> Problem statement
The answer must be an exact copy of the entries that follow, with all images removed.

____

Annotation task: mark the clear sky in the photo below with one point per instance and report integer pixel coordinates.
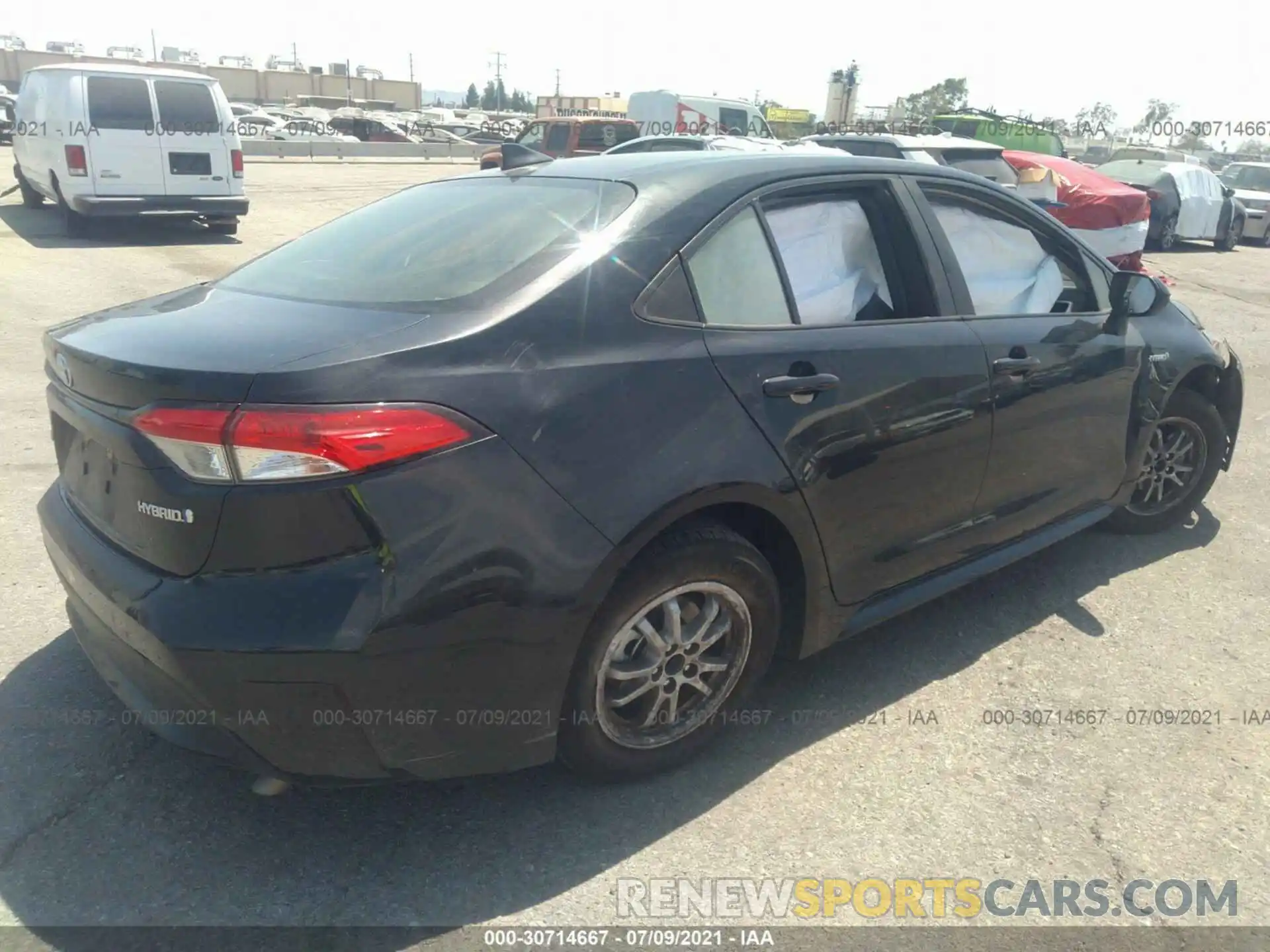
(1043, 59)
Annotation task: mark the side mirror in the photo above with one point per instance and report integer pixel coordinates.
(1136, 295)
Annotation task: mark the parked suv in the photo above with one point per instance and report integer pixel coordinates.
(564, 138)
(120, 141)
(1251, 184)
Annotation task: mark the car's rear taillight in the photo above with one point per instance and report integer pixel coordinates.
(77, 161)
(262, 444)
(192, 438)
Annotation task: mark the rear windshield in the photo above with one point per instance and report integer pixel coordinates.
(441, 247)
(879, 149)
(187, 107)
(1255, 178)
(981, 161)
(117, 103)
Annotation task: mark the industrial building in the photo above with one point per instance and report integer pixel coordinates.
(243, 85)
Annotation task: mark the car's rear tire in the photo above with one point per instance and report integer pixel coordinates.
(1234, 235)
(1191, 434)
(632, 707)
(73, 222)
(31, 198)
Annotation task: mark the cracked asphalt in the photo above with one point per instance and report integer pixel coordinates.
(103, 824)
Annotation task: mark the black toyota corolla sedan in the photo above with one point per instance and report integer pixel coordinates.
(550, 461)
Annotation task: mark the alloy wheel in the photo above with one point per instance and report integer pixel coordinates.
(1174, 463)
(671, 666)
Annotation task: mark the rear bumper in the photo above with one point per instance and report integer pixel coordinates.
(131, 206)
(378, 680)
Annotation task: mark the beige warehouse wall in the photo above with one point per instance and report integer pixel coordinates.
(238, 84)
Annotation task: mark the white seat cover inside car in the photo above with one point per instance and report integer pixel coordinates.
(1005, 267)
(831, 259)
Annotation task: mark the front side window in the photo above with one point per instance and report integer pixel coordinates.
(117, 103)
(603, 135)
(532, 136)
(1010, 268)
(450, 245)
(736, 277)
(558, 139)
(832, 262)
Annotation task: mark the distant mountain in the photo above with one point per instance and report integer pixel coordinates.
(447, 97)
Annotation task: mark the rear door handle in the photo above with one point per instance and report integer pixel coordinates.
(796, 386)
(1015, 365)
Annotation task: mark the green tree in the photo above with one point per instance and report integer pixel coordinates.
(1191, 143)
(1158, 112)
(1095, 120)
(943, 97)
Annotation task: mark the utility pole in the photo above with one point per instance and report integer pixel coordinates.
(498, 81)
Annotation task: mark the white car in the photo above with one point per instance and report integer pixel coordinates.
(1251, 184)
(306, 130)
(91, 145)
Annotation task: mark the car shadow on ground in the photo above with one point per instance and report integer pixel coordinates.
(106, 824)
(44, 227)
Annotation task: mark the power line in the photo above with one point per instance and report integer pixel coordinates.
(498, 81)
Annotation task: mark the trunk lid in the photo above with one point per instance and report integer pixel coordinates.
(200, 344)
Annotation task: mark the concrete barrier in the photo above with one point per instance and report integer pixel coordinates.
(262, 149)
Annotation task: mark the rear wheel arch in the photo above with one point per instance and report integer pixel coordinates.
(774, 524)
(1203, 380)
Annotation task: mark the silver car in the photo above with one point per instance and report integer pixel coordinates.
(1251, 184)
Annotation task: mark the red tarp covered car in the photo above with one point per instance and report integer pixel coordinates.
(1113, 218)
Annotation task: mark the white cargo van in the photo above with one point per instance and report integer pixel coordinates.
(665, 113)
(118, 140)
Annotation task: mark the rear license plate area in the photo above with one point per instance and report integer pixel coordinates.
(190, 163)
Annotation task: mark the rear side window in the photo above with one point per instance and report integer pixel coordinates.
(444, 247)
(603, 135)
(736, 277)
(832, 262)
(187, 107)
(118, 103)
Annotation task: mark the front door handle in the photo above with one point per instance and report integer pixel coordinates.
(799, 386)
(1015, 365)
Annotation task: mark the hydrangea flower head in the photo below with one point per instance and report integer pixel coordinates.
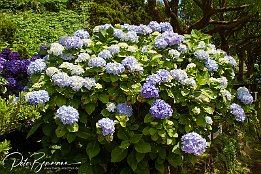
(160, 109)
(149, 90)
(124, 109)
(67, 115)
(97, 62)
(107, 125)
(37, 97)
(36, 67)
(82, 34)
(211, 65)
(193, 143)
(114, 68)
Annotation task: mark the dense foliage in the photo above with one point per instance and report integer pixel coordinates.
(149, 97)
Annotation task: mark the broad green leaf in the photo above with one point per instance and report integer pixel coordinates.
(142, 147)
(93, 149)
(118, 154)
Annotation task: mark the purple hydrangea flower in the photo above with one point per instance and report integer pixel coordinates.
(193, 143)
(166, 26)
(107, 125)
(164, 75)
(82, 34)
(155, 26)
(160, 109)
(179, 74)
(124, 109)
(114, 68)
(97, 62)
(153, 79)
(36, 67)
(160, 42)
(211, 65)
(244, 96)
(238, 112)
(14, 56)
(67, 115)
(37, 97)
(202, 55)
(149, 90)
(105, 54)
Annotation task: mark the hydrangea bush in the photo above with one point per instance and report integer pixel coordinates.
(134, 98)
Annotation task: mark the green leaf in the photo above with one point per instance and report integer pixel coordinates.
(142, 147)
(60, 131)
(132, 161)
(125, 144)
(70, 137)
(104, 98)
(118, 154)
(135, 138)
(33, 129)
(73, 127)
(139, 156)
(159, 167)
(89, 108)
(60, 100)
(93, 149)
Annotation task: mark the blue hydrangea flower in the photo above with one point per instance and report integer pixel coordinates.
(164, 75)
(179, 74)
(89, 83)
(193, 143)
(160, 42)
(37, 97)
(211, 65)
(172, 38)
(166, 26)
(244, 96)
(238, 112)
(82, 34)
(153, 79)
(155, 26)
(149, 90)
(114, 49)
(82, 57)
(189, 81)
(202, 55)
(76, 82)
(36, 67)
(67, 115)
(160, 109)
(107, 125)
(124, 109)
(97, 62)
(61, 79)
(114, 68)
(105, 54)
(72, 42)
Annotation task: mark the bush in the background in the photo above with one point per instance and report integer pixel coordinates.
(135, 98)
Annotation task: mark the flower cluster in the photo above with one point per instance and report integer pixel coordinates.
(193, 143)
(37, 97)
(160, 109)
(107, 125)
(67, 115)
(244, 96)
(238, 112)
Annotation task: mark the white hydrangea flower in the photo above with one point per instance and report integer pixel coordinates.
(82, 57)
(51, 71)
(208, 120)
(110, 107)
(56, 49)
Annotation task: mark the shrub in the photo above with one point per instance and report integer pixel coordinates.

____

> Task output
Annotation task: mark the clear sky in the photo below with one point per instance and report integer pixel coordinates.
(1043, 59)
Annotation task: mark the side mirror in the photo above with one point per instance and report integer pixel coordinates.
(1136, 295)
Annotation task: mark the parked suv in the photo above with one point per instance and report integer pixel coordinates.
(564, 138)
(120, 141)
(1251, 184)
Annotation task: mark the car's rear taillight in the photo above with one point per instance and report integer pixel coordinates.
(77, 161)
(262, 444)
(192, 438)
Annotation task: mark the rear windshield in the photo above with one point per instance and report integer pixel coordinates.
(441, 247)
(879, 149)
(187, 107)
(1255, 178)
(981, 161)
(117, 103)
Annotation task: mark the industrial building in the photo above with one point per instance and report integer pixel coordinates.
(243, 85)
Annotation task: mark the car's rear tire in the photo above with one point per instance and report integer pixel coordinates.
(1234, 235)
(1191, 434)
(632, 707)
(73, 222)
(31, 198)
Annotation task: mark the cracked asphalt in the photo above with one point per instance and report integer pixel coordinates.
(103, 824)
Annotation task: mark the black toyota corolla sedan in the photo above with one point per instance and report integer pixel coordinates.
(550, 461)
Annotation task: mark the alloy wheel in the photo above with one point per instance and report integer pixel coordinates.
(1174, 463)
(671, 666)
Annotation task: mark the rear bumper in the photo above with one point per instance and report integer pixel coordinates.
(131, 206)
(378, 680)
Annotation task: mark the beige warehouse wall in the photo above with one point per instance and report integer pixel coordinates.
(238, 84)
Annotation task: mark the white seat cover inside car in the photo above with one point per instance and report integer pixel coordinates.
(1005, 267)
(831, 259)
Annotation task: mark the front side window in the photo above with one point per instance and report integer pixel coordinates.
(117, 103)
(603, 135)
(532, 136)
(1010, 268)
(450, 245)
(736, 277)
(558, 139)
(832, 262)
Annotation task: mark the distant mountain in the photo above with one point per instance and report integer pixel coordinates.
(447, 97)
Annotation task: mark the rear door handle in the photo above with one point per instance and report integer pixel coordinates.
(796, 386)
(1015, 365)
Annotation task: mark the green tree in the photo above with one point per instance and report integer pixel coordinates.
(1191, 143)
(1158, 112)
(1095, 120)
(943, 97)
Annotation task: mark the utility pole in the photo above with one point per instance and report integer pixel coordinates.
(498, 81)
Annotation task: mark the white car in the photo above with one point per instance and report integer pixel coordinates.
(1251, 184)
(306, 130)
(91, 145)
Annotation task: mark the car shadow on ground in the photo above with one point per instance and report integer pixel coordinates.
(106, 824)
(44, 227)
Annotation task: mark the power line in the photo above with one point per instance and report integer pixel coordinates.
(498, 81)
Annotation task: mark the trunk lid in the photo above with one point per instance and report integer pixel coordinates.
(200, 344)
Annotation task: mark the concrete barrier in the photo above with one point per instance and report integer pixel coordinates.
(262, 149)
Annotation task: mark the rear wheel arch in the photo above with one point per instance and report integer pixel coordinates.
(774, 524)
(1203, 380)
Annotation task: mark the silver car in the photo above with one point per instance and report integer pixel coordinates.
(1251, 184)
Annotation task: mark the red tarp covered car in the photo above with one point per instance and report integer pixel coordinates.
(1113, 218)
Annotation task: mark the white cargo van in the photo above with one point per instance and report integer pixel coordinates.
(665, 113)
(118, 140)
Annotation task: mark the rear license plate area in the photo above with one point per instance and report integer pixel coordinates.
(190, 163)
Annotation task: mark the rear side window in the photo above with one point per instance and report integer pixel coordinates.
(444, 247)
(603, 135)
(736, 277)
(832, 262)
(187, 107)
(118, 103)
Annotation task: mark the front door handle in the photo above with one point per instance and report integer pixel coordinates.
(799, 386)
(1015, 365)
Annotation task: mark the hydrangea flower head in the photo below with one point per instance and report integer pixel coordinates.
(160, 109)
(149, 90)
(124, 109)
(67, 115)
(97, 62)
(107, 125)
(37, 97)
(36, 67)
(82, 34)
(211, 65)
(193, 143)
(114, 68)
Annotation task: mark the dense foliage in the photo above with one point per instance and report integer pixel coordinates.
(149, 97)
Annotation task: mark the broad green leaf in the photo above with one point per instance and report integer pixel coordinates.
(142, 147)
(93, 149)
(118, 154)
Annotation task: mark the purple hydrangea flower in the photo above with one point per instance and report integer pixel coordinates.
(193, 143)
(166, 26)
(107, 125)
(164, 75)
(82, 34)
(155, 26)
(160, 109)
(179, 74)
(124, 109)
(114, 68)
(97, 62)
(153, 79)
(36, 67)
(160, 42)
(211, 65)
(244, 96)
(238, 112)
(14, 56)
(67, 115)
(37, 97)
(202, 55)
(149, 90)
(105, 54)
Annotation task: mark the hydrangea bush in the photo above with one point per instance and report integer pixel coordinates.
(134, 98)
Annotation task: mark the green leaf in the photo above with one point per instance and report integer pixel coordinates.
(142, 147)
(60, 131)
(132, 161)
(125, 144)
(70, 137)
(104, 98)
(118, 154)
(135, 138)
(33, 129)
(73, 127)
(139, 156)
(159, 167)
(89, 108)
(60, 100)
(93, 149)
Annotation task: mark the blue hydrangea flower in the photo above with one point per instance and report integer pixel coordinates.
(164, 75)
(179, 74)
(89, 83)
(193, 143)
(160, 42)
(37, 97)
(211, 65)
(172, 38)
(166, 26)
(244, 96)
(238, 112)
(82, 34)
(153, 79)
(155, 26)
(149, 90)
(114, 49)
(82, 57)
(189, 81)
(202, 55)
(76, 82)
(36, 67)
(67, 115)
(160, 109)
(107, 125)
(124, 109)
(97, 62)
(61, 79)
(114, 68)
(105, 54)
(72, 42)
Annotation task: mark the bush in the background in the photo above with one point per instance and report integer pixel coordinates.
(135, 98)
Annotation task: mark the flower cluster in the photo above with one point per instance and report integer pixel coordinates.
(193, 143)
(37, 97)
(160, 109)
(107, 125)
(67, 115)
(244, 96)
(238, 112)
Annotation task: mark the white hydrangea flower in the photo above with one point per instance and report integer pixel coordinates.
(82, 57)
(51, 71)
(208, 120)
(110, 107)
(56, 49)
Annotation task: mark the shrub in the photo above with one point per instance and report integer pixel coordinates.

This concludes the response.